> To do
Please output each entry exactly as it appears.

[Provided information Boundary: Start]

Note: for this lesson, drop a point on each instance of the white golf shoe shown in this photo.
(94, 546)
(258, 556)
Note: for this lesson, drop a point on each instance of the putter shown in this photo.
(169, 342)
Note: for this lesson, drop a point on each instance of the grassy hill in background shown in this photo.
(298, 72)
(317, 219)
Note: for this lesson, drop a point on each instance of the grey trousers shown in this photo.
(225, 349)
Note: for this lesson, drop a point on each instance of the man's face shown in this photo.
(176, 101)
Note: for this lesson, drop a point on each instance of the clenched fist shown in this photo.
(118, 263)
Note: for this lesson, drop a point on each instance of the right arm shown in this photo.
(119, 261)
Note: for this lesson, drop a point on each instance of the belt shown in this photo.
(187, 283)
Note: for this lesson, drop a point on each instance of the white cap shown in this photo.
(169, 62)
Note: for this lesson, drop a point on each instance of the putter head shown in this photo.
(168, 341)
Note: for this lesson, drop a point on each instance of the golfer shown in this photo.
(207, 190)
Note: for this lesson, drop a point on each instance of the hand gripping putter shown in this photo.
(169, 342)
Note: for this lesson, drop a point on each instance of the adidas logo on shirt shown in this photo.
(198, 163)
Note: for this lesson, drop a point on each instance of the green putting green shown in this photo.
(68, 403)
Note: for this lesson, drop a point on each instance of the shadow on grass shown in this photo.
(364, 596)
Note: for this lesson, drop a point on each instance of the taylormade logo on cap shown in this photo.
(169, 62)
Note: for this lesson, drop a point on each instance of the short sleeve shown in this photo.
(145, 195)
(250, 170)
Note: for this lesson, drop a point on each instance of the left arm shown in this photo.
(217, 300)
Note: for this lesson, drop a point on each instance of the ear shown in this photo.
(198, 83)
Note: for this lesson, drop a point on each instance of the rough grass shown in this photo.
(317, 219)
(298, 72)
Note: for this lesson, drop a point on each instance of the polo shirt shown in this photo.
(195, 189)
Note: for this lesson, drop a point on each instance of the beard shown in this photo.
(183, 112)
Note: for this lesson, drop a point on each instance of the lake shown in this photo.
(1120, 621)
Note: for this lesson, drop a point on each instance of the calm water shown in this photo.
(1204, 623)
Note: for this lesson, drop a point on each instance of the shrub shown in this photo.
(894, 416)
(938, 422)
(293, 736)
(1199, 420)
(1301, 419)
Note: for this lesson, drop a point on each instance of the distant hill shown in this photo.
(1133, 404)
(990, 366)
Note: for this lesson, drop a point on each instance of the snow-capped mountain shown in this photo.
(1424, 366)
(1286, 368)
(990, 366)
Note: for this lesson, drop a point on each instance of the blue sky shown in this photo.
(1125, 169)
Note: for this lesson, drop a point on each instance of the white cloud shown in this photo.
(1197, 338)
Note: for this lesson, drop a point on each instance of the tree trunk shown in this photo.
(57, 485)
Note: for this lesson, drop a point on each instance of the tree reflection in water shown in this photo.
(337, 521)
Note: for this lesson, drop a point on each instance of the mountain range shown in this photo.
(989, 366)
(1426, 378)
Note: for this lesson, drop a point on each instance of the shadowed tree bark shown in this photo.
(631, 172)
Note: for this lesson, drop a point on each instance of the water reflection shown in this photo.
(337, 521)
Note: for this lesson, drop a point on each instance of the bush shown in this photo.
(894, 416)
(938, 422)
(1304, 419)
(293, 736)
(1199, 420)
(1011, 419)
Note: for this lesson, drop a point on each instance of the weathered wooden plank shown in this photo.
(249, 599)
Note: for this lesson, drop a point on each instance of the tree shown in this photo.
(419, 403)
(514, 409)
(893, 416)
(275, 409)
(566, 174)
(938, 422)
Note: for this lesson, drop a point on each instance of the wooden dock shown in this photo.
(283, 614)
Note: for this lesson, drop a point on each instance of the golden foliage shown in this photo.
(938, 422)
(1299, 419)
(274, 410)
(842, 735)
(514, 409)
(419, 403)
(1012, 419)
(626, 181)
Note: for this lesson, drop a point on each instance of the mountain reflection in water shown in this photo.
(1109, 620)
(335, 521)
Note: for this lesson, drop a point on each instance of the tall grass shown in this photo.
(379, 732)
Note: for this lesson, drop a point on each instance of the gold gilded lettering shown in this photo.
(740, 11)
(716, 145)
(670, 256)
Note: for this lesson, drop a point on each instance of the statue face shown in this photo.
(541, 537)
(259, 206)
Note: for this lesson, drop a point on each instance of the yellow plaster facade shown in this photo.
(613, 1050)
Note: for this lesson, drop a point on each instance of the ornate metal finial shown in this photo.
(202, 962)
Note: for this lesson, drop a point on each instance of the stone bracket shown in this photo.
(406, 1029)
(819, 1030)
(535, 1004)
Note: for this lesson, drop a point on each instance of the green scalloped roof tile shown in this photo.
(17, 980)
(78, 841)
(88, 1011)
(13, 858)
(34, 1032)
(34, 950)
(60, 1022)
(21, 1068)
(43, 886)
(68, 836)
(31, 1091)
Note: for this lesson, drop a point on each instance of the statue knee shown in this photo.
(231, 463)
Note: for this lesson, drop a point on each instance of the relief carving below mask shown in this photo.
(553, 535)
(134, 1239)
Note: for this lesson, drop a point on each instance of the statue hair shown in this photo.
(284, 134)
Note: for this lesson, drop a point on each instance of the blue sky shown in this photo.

[Provided information Boundary: End]

> Solution for this exercise
Note: for this lesson, drop a point on each instance of the white golf shoe shown in this photo.
(94, 546)
(258, 556)
Note: for this lesson, drop a point on each instance of the putter shown in this photo.
(169, 342)
Note: for this lesson, drop a point on each instance of the grassy hill in background shown in this photo.
(298, 72)
(317, 219)
Note: for this lesson, drop a point on each instance of the grey trousers shown in this photo.
(225, 349)
Note: for this lesson, drop a point on each instance of the man's face shown in this photo.
(176, 101)
Note: for this lesson, drop a point on each instance of the clenched fist shown in this photo.
(118, 263)
Note: for this lesson, drop a point on each instance of the right arm shown in this photo.
(119, 261)
Note: for this lesson, drop a point on each instance of the belt shown in this photo.
(187, 283)
Note: for this lesson, drop a point on each instance of the white cap shown in this photo.
(169, 62)
Note: for this lesson, drop a point on each instance of the putter head shown in this photo.
(168, 341)
Note: for this lesson, drop a point on each instance of the golfer shown in this photo.
(207, 190)
Note: for this lesson, drop a point on each instance of the hand gripping putter shown in this photo.
(169, 342)
Note: for this lesson, drop a point on each instance of the adidas logo on shirt shown in this photo.
(198, 163)
Note: for this lesson, drop a point on each instance of the green putting green shown in this photo.
(68, 403)
Note: for this lesson, drop a point on each instance of the shadow on grass shown in this photo.
(364, 596)
Note: for this lesson, drop a point on each instance of the taylormade logo on cap shown in this photo.
(169, 62)
Note: for this lesson, drop a point on each instance of the short sleeve shown in this photo.
(145, 195)
(250, 170)
Note: for this lesson, drop a point on each instance of the left arm shown in this photo.
(217, 300)
Note: for this lesson, drop a point on each instance of the ear shown in this photo.
(198, 83)
Note: for this lesson, drop a point on each instance of the rough grass shown in this photo.
(317, 219)
(298, 72)
Note: for this lesson, drop a point on each instance of the polo shirt shown in this photo.
(195, 189)
Note: for this lesson, drop a point on each instance of the beard shown in this photo.
(183, 112)
Note: for this lesson, drop a point on each instance of the lake shown in this photo.
(1120, 621)
Note: for this lesson, drop a point on each instance of the calm water shown in this photo.
(1204, 623)
Note: for this lesson, drop a point on each instance of the shrub shown in this photo.
(894, 416)
(938, 422)
(293, 736)
(1199, 420)
(1301, 419)
Note: for this lesson, drop a point on each instance of the distant hill shown in this photo.
(1133, 404)
(990, 366)
Note: for this lesson, drop a point on each instance of the snow-capped mountain shown in this photo.
(1424, 366)
(1286, 368)
(990, 366)
Note: for this lesson, drop a point on each instance of the blue sky shown in this photo.
(1125, 169)
Note: for this lesson, drop a point on each instance of the white cloud shown in this photo.
(1197, 338)
Note: for this lesson, drop a point on each instance of the tree trunk shown in this photo.
(57, 485)
Note: for this lesson, drop a point on each instance of the tree reflection in water shown in this photo.
(337, 521)
Note: for this lesson, drop a point on each instance of the mountain range shown in this photo.
(989, 366)
(1426, 378)
Note: for this lesson, drop a point on each instance of the shadowed tree bark shown in this photo.
(631, 172)
Note: for this lesson, drop a point on each instance of the water reflection shown in this photo.
(337, 521)
Note: for this lesson, drop a point on each instance of the bush shown in this photo.
(894, 416)
(938, 422)
(1304, 419)
(293, 736)
(1199, 420)
(1011, 419)
Note: for this lesson, drop a point on each instance of the weathered wooden plank shown in this photo.
(249, 599)
Note: for this lesson, drop a point on each instance of the tree shown in this photo.
(419, 403)
(514, 409)
(893, 416)
(275, 409)
(566, 174)
(938, 422)
Note: for this lesson, drop a point on each instance of the wooden dock shown in this photo.
(283, 614)
Note: for this lesson, drop a point on each instance of the golden foliage shown in this photo.
(938, 422)
(1299, 419)
(274, 410)
(842, 735)
(514, 409)
(419, 403)
(1012, 419)
(626, 181)
Note: for this lesson, drop a point on each instance of the mountain reflection in water shown in this photo.
(1109, 620)
(335, 521)
Note: for this lesson, drop a point on each instance of the tall grass shown in this photo.
(379, 732)
Note: for this lesson, drop a point on each instance of the gold gilded lettering shown in this photo.
(740, 11)
(716, 145)
(670, 256)
Note: for this lesson, drop a point on each instance of the statue face shown in this photo.
(541, 537)
(259, 206)
Note: for this lesson, drop a point on each instance of the yellow plaster facade shown in this photo.
(613, 1050)
Note: for this lesson, drop a point on each instance of the ornate metal finial shown in this photo.
(202, 962)
Note: for this lesson, drop a point on each instance of the stone bracket shown in this photo.
(406, 1029)
(819, 1030)
(535, 1004)
Note: for this lesson, drop a point on each instance of the green scalloped roof tile shown in this photo.
(17, 980)
(78, 841)
(88, 1011)
(13, 858)
(34, 1032)
(34, 950)
(60, 1022)
(21, 1068)
(43, 886)
(68, 836)
(31, 1091)
Note: for this lesson, drop a point on each instance of the statue knee shown in this photo.
(231, 463)
Note: for this lesson, drop a point on each instance of the relief carving below mask shown in this photo.
(553, 535)
(134, 1239)
Note: for this lesson, drop a point on each instance of the statue hair shown in this photo.
(284, 134)
Note: for this lesson, drop a point on each instance of the blue sky shown in this photo.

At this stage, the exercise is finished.